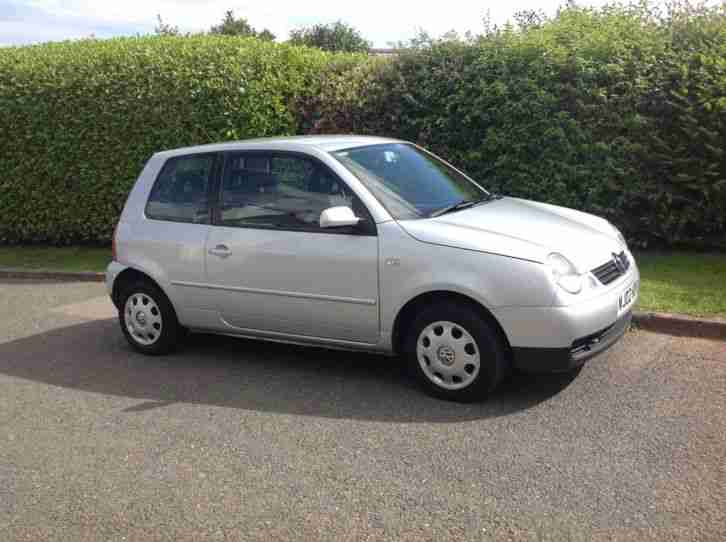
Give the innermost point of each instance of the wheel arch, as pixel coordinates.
(130, 275)
(407, 313)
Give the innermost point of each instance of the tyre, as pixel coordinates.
(148, 320)
(454, 354)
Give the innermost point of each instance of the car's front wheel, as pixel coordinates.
(454, 353)
(147, 319)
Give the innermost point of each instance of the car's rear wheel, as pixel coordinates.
(454, 353)
(147, 319)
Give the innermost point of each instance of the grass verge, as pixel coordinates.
(55, 258)
(683, 282)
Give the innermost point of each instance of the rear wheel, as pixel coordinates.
(454, 353)
(147, 319)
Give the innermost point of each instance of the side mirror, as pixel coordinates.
(338, 217)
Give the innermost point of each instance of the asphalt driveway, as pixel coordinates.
(233, 440)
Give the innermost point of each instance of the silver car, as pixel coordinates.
(370, 244)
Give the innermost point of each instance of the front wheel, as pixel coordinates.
(454, 353)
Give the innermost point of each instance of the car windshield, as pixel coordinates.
(409, 182)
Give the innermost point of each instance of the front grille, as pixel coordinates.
(610, 271)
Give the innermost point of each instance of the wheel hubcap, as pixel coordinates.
(143, 319)
(448, 355)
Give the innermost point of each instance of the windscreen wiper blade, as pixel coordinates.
(463, 204)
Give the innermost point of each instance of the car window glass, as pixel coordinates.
(408, 182)
(180, 192)
(286, 192)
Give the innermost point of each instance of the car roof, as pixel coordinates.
(325, 143)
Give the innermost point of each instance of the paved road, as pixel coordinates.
(233, 439)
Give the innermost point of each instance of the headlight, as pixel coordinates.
(564, 273)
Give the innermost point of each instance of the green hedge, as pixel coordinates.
(617, 111)
(79, 119)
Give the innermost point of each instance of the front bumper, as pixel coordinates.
(550, 360)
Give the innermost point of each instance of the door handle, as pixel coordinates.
(220, 250)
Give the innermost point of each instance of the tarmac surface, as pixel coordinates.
(233, 439)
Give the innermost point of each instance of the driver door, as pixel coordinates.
(269, 265)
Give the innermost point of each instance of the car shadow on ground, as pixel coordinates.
(251, 375)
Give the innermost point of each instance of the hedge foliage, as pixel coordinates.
(80, 119)
(619, 111)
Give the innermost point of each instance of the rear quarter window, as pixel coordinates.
(180, 192)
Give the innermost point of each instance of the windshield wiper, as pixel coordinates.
(463, 204)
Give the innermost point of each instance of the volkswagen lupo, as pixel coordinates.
(371, 244)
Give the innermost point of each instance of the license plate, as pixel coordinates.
(627, 298)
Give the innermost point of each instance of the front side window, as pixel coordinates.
(409, 182)
(180, 191)
(279, 191)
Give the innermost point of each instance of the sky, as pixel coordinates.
(380, 21)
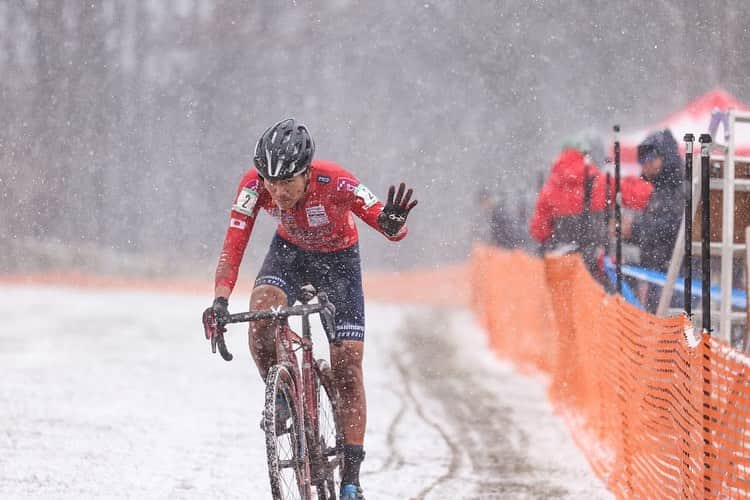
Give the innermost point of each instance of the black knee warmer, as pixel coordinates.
(353, 457)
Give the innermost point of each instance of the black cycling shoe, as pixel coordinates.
(351, 492)
(282, 416)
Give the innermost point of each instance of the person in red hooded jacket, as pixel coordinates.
(570, 209)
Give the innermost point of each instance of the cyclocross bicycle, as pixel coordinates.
(304, 437)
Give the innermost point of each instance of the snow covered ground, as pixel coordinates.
(116, 395)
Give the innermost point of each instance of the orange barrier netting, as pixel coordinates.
(659, 412)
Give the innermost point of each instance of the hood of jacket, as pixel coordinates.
(666, 146)
(569, 170)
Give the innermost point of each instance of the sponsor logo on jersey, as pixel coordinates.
(365, 195)
(316, 216)
(246, 201)
(237, 223)
(346, 184)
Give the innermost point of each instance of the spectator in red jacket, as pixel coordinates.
(570, 209)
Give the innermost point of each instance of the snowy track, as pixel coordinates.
(116, 395)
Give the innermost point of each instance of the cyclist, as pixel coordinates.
(316, 242)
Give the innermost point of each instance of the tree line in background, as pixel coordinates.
(126, 124)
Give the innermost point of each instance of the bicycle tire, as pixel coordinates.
(329, 434)
(285, 441)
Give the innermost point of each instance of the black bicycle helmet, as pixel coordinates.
(284, 150)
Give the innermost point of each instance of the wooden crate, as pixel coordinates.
(741, 204)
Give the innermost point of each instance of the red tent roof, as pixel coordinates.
(694, 118)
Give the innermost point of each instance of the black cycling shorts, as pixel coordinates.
(338, 273)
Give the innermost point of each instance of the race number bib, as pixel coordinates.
(246, 201)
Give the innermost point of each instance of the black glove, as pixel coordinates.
(221, 310)
(396, 210)
(214, 321)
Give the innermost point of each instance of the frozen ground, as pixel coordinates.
(116, 395)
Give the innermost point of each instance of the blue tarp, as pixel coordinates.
(739, 297)
(627, 292)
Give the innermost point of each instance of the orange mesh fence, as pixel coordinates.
(658, 411)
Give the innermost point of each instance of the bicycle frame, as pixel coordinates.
(285, 343)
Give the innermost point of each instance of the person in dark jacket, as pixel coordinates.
(655, 233)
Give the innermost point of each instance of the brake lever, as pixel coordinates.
(214, 332)
(218, 341)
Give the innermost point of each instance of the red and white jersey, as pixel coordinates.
(321, 221)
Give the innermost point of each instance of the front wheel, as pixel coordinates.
(285, 443)
(329, 435)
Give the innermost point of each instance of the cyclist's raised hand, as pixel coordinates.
(396, 210)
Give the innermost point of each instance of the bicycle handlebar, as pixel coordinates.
(214, 329)
(277, 313)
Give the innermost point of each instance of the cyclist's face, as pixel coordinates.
(286, 193)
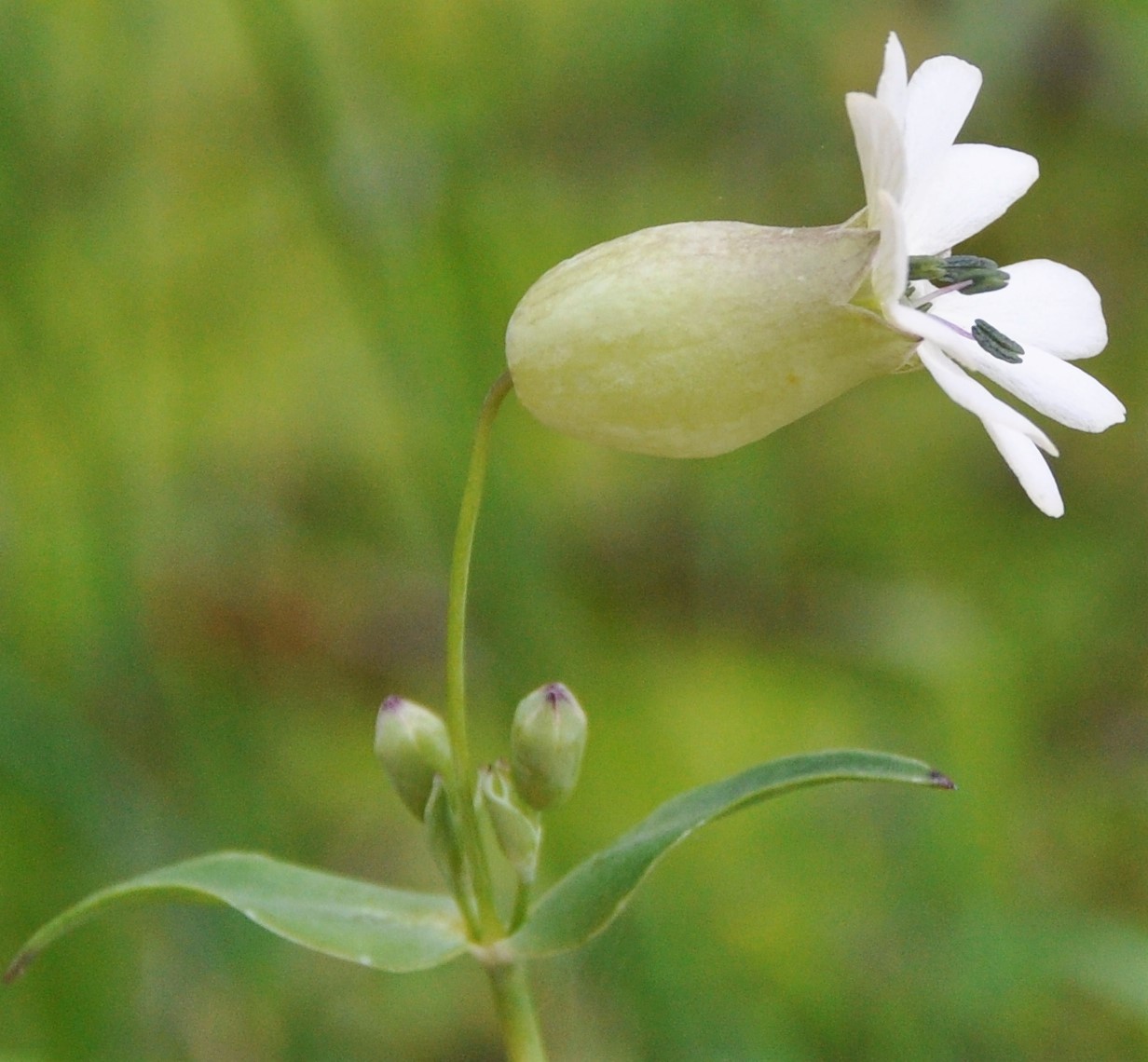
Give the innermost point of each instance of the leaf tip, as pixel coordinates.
(18, 966)
(940, 781)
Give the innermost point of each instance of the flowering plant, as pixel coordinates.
(686, 341)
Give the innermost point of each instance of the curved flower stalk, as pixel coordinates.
(1019, 325)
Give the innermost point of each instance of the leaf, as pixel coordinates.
(389, 929)
(589, 898)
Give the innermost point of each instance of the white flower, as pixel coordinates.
(924, 194)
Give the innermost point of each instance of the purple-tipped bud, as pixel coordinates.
(547, 742)
(411, 742)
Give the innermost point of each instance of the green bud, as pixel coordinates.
(517, 829)
(547, 742)
(693, 339)
(414, 746)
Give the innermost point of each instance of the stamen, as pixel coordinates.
(996, 342)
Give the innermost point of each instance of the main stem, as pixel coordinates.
(512, 993)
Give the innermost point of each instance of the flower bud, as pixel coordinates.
(547, 741)
(517, 829)
(414, 746)
(693, 339)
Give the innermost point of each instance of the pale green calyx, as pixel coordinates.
(412, 745)
(517, 828)
(547, 742)
(693, 339)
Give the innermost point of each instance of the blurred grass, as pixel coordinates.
(255, 266)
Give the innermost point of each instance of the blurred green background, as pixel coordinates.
(255, 266)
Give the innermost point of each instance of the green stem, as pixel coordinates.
(515, 1013)
(509, 982)
(464, 781)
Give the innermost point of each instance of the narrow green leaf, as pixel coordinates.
(389, 929)
(588, 899)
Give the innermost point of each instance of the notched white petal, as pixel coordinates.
(1050, 386)
(973, 185)
(880, 146)
(976, 399)
(1046, 305)
(895, 78)
(940, 94)
(1030, 469)
(891, 262)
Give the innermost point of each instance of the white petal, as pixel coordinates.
(973, 185)
(977, 399)
(1053, 387)
(880, 146)
(1029, 468)
(895, 79)
(1046, 305)
(890, 271)
(940, 95)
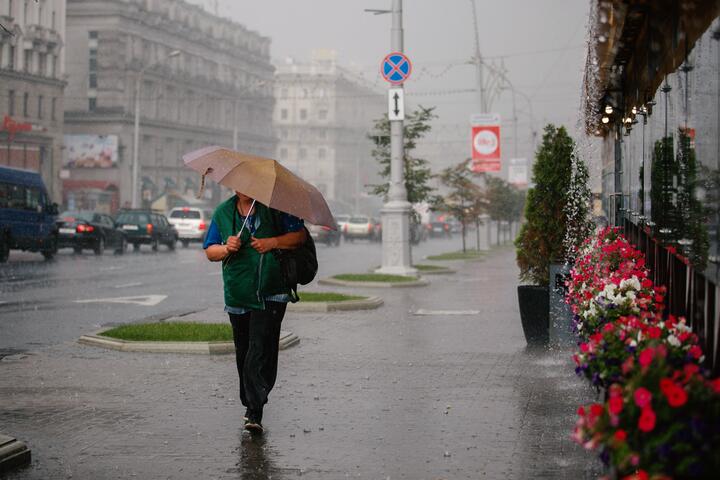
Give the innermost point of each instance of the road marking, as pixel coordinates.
(144, 300)
(422, 311)
(128, 285)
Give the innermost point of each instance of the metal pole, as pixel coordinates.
(235, 129)
(396, 212)
(478, 63)
(136, 142)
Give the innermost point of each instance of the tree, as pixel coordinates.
(465, 200)
(540, 241)
(416, 172)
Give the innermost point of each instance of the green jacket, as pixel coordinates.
(248, 276)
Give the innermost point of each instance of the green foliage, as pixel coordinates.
(173, 332)
(679, 216)
(541, 237)
(417, 173)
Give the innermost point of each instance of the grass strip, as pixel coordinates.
(374, 277)
(327, 297)
(173, 332)
(429, 268)
(459, 255)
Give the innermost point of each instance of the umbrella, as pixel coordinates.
(264, 180)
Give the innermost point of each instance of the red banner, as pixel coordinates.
(486, 148)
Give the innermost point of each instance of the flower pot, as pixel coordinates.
(534, 303)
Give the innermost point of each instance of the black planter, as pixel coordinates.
(534, 303)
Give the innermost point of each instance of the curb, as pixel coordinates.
(287, 340)
(13, 453)
(369, 303)
(421, 282)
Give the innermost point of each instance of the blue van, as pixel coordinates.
(27, 218)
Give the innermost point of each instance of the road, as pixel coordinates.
(46, 303)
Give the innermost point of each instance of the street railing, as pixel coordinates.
(690, 293)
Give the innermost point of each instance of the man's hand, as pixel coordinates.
(264, 245)
(233, 244)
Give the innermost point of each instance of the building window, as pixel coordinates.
(42, 66)
(28, 60)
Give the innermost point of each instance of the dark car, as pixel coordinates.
(27, 217)
(146, 227)
(323, 234)
(90, 230)
(439, 229)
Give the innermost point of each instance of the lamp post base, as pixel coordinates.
(396, 258)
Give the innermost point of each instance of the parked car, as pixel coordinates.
(341, 221)
(326, 235)
(359, 226)
(439, 229)
(147, 227)
(191, 223)
(27, 217)
(90, 230)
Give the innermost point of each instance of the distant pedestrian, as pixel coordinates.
(242, 235)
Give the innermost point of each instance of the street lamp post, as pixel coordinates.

What this task involves:
Please quote nothing but the lines from the line with "strip, as pixel coordinates." through the end of the data above, exactly as written, ends included.

Exercise result:
Give the innermost point of each instance of the grass strip, as pixel coordinates.
(374, 277)
(327, 297)
(173, 332)
(429, 268)
(459, 255)
Give the innermost point of each instance of the umbrella, as pixel coordinates.
(264, 180)
Give the innermost point of each instance of the red banner, as pixel coordinates.
(486, 148)
Give the innermost point of each instance of the flower pot, as pixel coordinates.
(534, 303)
Give the innermost point of each instance of the black planter, as pixel coordinates.
(534, 303)
Give the innermost point of each instance of the curb, as pixel coordinates.
(287, 340)
(13, 453)
(369, 303)
(421, 282)
Give the innermost point of each instance of the blue van, as pixel coordinates.
(27, 218)
Give the innermost point of each instance of the road, as pixel coordinates.
(46, 303)
Give the innermost point of each instance of the street railing, as pixel coordinates.
(690, 293)
Give the innermost point of each instance of the man's hand, as pixel coordinates.
(264, 245)
(233, 244)
Give the innermost point of each instance of the building window, as pixel coordinates.
(42, 66)
(28, 60)
Give the innermost point of each instance of the dark car, as pixel coordinates.
(27, 217)
(146, 227)
(323, 234)
(90, 230)
(439, 229)
Give the innermost point of each instance of the lamp post base, as pixel coordinates.
(396, 258)
Give the innermost point of each instance of the parked car, as pixel coordinates.
(341, 221)
(326, 235)
(359, 226)
(439, 229)
(147, 227)
(191, 223)
(27, 217)
(90, 230)
Give the innermost point of each instance of the distant pedestrian, as pixel coordinates.
(242, 235)
Give the innermost point of each instance of the street lamp post, as pixel coordinates.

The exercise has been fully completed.